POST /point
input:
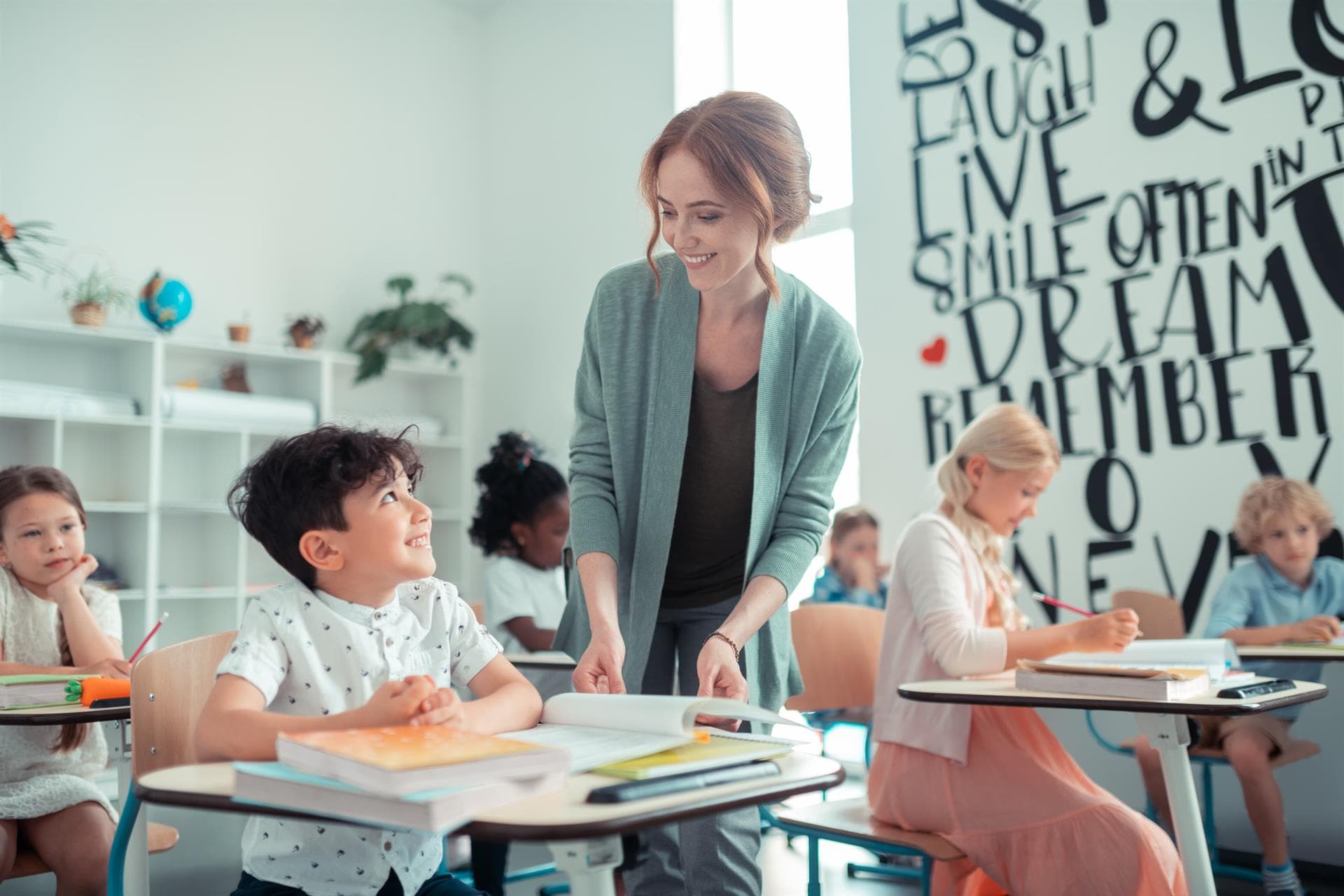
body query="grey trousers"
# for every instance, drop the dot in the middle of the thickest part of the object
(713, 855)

==

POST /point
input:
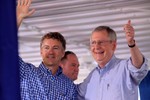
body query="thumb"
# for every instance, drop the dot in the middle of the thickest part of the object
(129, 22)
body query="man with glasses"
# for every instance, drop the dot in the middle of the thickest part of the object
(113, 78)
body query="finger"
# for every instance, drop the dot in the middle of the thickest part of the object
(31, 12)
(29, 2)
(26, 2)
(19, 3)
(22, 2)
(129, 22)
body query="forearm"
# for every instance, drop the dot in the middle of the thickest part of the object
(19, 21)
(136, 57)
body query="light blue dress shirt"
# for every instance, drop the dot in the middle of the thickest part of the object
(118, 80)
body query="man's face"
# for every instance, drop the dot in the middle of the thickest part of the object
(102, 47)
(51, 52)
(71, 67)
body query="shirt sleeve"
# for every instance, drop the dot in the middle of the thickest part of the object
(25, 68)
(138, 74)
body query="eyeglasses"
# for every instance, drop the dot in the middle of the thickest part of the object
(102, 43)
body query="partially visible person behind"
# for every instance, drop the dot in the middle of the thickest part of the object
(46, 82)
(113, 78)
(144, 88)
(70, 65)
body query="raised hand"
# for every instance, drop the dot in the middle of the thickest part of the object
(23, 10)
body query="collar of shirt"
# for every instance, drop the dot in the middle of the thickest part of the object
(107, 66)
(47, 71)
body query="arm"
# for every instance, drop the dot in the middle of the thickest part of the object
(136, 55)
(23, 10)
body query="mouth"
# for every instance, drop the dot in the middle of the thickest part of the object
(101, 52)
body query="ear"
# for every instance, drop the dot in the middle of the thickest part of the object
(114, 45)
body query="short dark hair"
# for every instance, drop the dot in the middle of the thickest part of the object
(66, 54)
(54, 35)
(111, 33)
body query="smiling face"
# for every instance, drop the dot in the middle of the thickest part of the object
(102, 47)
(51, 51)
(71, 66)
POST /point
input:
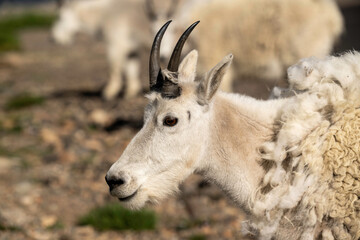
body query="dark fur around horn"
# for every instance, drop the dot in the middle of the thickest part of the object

*Aim of the exercise*
Out of the records, collect only those lines that contain the string "dark".

*Written solution*
body query="short dark hair"
body query="dark fur around horn"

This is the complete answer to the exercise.